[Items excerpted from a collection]
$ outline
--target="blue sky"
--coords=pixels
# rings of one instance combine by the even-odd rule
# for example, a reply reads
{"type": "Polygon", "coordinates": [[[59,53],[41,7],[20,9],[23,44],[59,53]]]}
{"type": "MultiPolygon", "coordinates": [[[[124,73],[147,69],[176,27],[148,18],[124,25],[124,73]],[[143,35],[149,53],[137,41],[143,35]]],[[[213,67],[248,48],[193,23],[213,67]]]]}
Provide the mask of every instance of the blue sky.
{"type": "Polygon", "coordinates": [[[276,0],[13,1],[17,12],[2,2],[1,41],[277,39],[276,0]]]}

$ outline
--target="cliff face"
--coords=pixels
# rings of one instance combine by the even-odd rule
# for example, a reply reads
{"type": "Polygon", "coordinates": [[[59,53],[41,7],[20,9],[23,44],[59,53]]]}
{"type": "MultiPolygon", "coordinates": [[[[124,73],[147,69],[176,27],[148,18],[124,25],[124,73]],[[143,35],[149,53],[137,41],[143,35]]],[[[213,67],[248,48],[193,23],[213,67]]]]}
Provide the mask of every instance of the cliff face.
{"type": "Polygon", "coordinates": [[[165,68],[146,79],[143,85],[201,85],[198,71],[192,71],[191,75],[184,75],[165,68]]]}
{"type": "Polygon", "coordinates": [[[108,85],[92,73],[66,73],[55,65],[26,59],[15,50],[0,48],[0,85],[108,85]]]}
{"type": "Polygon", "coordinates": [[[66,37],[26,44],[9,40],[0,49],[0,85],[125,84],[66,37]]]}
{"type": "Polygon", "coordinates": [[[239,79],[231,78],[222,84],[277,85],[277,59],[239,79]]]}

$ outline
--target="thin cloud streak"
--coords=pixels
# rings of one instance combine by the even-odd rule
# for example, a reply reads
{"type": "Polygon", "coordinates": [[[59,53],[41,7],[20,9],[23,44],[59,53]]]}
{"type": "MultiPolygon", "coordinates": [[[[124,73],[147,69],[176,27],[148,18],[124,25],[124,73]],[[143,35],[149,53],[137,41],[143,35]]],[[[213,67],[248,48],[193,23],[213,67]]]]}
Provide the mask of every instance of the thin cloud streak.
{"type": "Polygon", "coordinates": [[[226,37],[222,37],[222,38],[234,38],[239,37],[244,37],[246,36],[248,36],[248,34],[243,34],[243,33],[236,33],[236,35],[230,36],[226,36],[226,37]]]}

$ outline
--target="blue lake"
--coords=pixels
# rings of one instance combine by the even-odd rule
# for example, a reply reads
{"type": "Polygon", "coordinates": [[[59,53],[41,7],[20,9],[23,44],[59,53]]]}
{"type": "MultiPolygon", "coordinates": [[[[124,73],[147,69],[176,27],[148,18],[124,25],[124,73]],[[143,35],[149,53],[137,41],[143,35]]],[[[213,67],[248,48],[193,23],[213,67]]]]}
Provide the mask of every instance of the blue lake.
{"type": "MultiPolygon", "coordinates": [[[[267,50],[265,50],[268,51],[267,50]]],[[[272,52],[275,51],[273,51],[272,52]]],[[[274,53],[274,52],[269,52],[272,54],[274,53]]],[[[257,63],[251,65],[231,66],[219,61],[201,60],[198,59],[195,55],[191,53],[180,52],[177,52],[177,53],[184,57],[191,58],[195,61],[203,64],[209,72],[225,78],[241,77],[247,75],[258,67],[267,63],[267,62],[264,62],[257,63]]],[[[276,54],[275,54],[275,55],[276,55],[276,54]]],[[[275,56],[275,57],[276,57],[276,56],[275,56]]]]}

== What to work on ==
State how many lines of the items above contain the word "streak". Reply with the number alone.

== Reply ==
2